▸ **Exercise requirements**: Leaving the pictures aside, repeat each line below exactly.

----

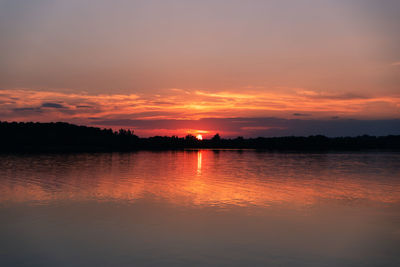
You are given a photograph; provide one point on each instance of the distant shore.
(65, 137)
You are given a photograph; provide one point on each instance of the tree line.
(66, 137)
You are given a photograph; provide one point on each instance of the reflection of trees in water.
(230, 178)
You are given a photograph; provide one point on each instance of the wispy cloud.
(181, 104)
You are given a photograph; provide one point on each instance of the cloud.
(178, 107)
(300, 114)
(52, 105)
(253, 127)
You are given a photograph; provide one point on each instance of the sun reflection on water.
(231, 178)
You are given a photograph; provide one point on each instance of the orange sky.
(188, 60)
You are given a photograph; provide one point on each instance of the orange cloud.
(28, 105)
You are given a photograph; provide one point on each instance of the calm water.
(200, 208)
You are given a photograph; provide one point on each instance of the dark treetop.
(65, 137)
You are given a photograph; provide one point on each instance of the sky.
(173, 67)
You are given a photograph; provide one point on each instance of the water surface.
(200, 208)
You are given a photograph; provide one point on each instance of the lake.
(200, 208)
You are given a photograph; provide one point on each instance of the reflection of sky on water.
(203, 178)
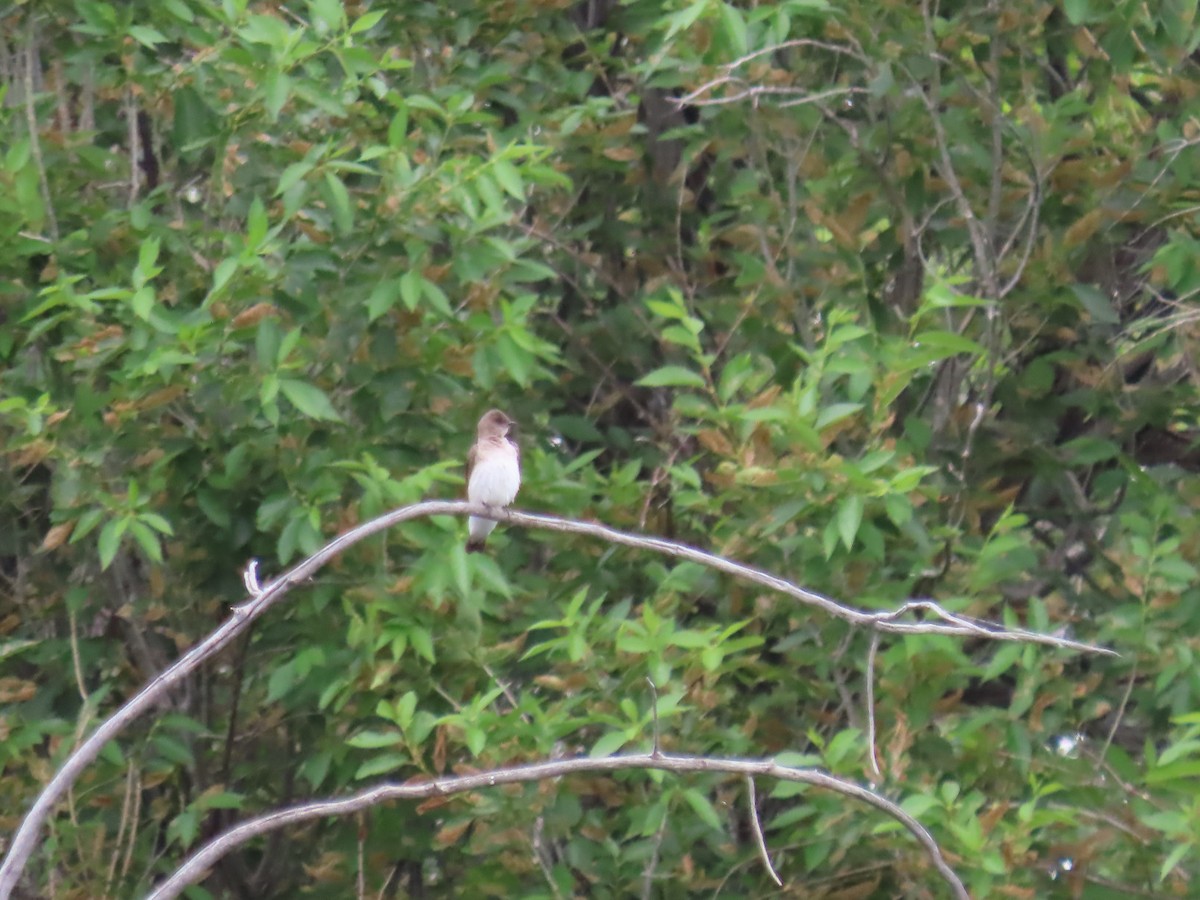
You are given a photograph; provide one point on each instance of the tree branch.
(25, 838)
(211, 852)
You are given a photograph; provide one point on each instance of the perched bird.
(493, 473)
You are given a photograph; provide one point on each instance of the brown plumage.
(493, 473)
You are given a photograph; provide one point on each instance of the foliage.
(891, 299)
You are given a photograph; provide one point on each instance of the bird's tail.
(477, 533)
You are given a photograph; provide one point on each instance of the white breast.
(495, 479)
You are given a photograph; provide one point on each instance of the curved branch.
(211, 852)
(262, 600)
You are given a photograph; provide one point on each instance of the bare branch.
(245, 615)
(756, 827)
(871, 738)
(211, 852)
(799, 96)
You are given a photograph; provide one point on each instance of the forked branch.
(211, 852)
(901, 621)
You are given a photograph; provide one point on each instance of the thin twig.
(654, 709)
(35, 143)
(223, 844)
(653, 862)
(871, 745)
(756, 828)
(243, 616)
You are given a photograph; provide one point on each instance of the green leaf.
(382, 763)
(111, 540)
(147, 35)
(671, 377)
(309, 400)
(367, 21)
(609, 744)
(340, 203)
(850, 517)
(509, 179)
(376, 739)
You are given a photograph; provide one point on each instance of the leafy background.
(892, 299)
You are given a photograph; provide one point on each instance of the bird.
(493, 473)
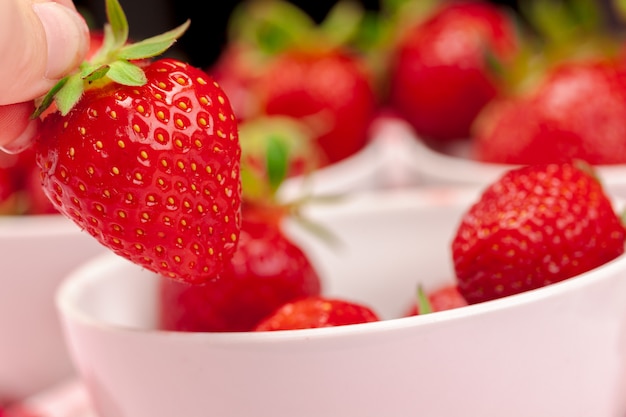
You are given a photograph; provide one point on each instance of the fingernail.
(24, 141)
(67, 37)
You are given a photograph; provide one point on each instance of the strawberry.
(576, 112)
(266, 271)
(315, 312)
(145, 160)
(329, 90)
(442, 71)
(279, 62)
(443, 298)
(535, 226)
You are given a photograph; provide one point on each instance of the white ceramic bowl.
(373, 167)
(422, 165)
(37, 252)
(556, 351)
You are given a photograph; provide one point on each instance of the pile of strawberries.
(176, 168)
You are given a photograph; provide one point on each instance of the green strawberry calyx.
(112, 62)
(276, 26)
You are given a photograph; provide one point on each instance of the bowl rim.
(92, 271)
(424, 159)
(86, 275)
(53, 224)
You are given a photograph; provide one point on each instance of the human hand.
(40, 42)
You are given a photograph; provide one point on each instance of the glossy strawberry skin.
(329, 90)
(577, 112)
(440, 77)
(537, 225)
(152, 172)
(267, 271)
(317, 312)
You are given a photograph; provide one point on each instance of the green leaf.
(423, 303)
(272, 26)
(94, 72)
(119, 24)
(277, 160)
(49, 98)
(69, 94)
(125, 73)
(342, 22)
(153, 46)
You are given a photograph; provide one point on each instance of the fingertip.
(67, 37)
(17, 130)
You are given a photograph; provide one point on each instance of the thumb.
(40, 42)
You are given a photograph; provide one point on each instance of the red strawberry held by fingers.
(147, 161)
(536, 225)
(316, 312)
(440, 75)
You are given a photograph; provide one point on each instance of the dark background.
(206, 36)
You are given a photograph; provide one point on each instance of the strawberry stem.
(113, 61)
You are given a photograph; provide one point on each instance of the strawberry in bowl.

----

▸ **Solution**:
You are given a photograph; provide one point on each instance of the distant shore.
(65, 137)
You are given a photograph; provide one point on each instance of the tree line.
(66, 137)
You are given a photograph; provide one point on each instance of the reflection of trees in water.
(230, 178)
You are given a photograph; provide one point on each instance of the wispy cloud.
(181, 104)
You are given a photograph; provide one point on each instance of the cloud.
(178, 107)
(300, 114)
(52, 105)
(253, 127)
You are given a photograph; provide one point on each instance of the sun reflection on water.
(231, 178)
You are given a photograph; provide one point on each instance of the orange sky.
(188, 60)
You are given a photograph; provide one point on each instance of the orange cloud.
(28, 105)
You are given a photograph; provide one point on each instance of the calm water.
(200, 208)
You are given a photograph; provide one point on each instance of the dark treetop.
(65, 137)
You are given a photograph; provide one point on each instance of the sky.
(173, 67)
You are given a photograph; provide one point on each instance of the water surface.
(200, 208)
You are given a photograph; provide one point on each instance of the lake.
(200, 208)
You are given a photograph; provide one point on each instance of the reflection of sky on water.
(203, 178)
You are given a photograph; provide one point on each instance of the tree branch.
(25, 838)
(211, 852)
You are given a photograph; provide one point on each instance of the perched bird.
(493, 473)
You are given a photograph; provide one point on each instance of the brown plumage.
(493, 473)
You are given a photograph; provide one point on each instance of the foliage.
(891, 299)
You are given a photograph; provide one point on each instance of the bird's tail.
(477, 533)
You are given a photograph; provide one point on each instance of the white breast.
(495, 479)
You are given a photograph; provide one point on each instance of the curved branch.
(211, 852)
(262, 600)
You are given a photograph; provide one point on each instance of the bare branch.
(245, 615)
(756, 827)
(871, 738)
(211, 852)
(799, 96)
You are given a photograph; provide one point on each instance of the forked branch.
(211, 852)
(901, 621)
You are given a photograph; provide one point on each instance of the thin twig.
(654, 709)
(35, 143)
(223, 844)
(653, 862)
(871, 745)
(756, 828)
(243, 616)
You are given a photograph; provide one point on each instance of the green leaf.
(382, 763)
(111, 540)
(147, 35)
(671, 377)
(309, 400)
(367, 21)
(609, 744)
(340, 203)
(850, 517)
(509, 179)
(376, 739)
You are given a photograph; provide one point on each instance of the leafy background.
(892, 299)
You are given a photograph; provide one point on each instance of the bird.
(493, 473)
You are given a photograph; provide one point on each instance of the fingernail.
(24, 141)
(67, 37)
You are given a photograph; provide one point on each instance of the strawberry.
(576, 112)
(266, 271)
(315, 312)
(145, 160)
(329, 90)
(442, 71)
(279, 62)
(443, 298)
(535, 226)
You are given a photograph; provide one point on each instance of the white ceramic bowl.
(373, 167)
(422, 165)
(37, 252)
(556, 351)
You are given a photograph; provide one point on each instance of the pile of strawberries.
(176, 168)
You are given a photograph; provide one point on each instance of the green strawberry calyx.
(112, 62)
(276, 26)
You are given a photograph; provide one point on each instance of the bowl rim.
(92, 271)
(424, 159)
(86, 275)
(53, 224)
You are given a photograph; provide one point on each instance of the human hand.
(40, 42)
You are given a photograph; provide one point on each instance of the glossy strawberry skin.
(329, 90)
(577, 112)
(440, 77)
(537, 225)
(152, 172)
(267, 271)
(317, 312)
You are given a photograph; provide one point on each instance of the green leaf.
(423, 303)
(272, 26)
(94, 72)
(119, 24)
(277, 160)
(49, 98)
(69, 94)
(125, 73)
(342, 22)
(153, 46)
You are given a photograph; provide one point on each instance of the fingertip.
(67, 37)
(17, 130)
You are given a photograph; provide one point on each instance of the thumb.
(40, 42)
You are given a photograph; provide one point on each instance of the red strawberry held by fingers.
(147, 161)
(536, 225)
(316, 312)
(440, 75)
You are given a photograph; provide one point on each instance of the dark background.
(206, 36)
You are given a photograph; provide one point on each instance of the strawberry stem.
(113, 61)
You are given a photograph; provide one point on each instance of the strawberry in bowl.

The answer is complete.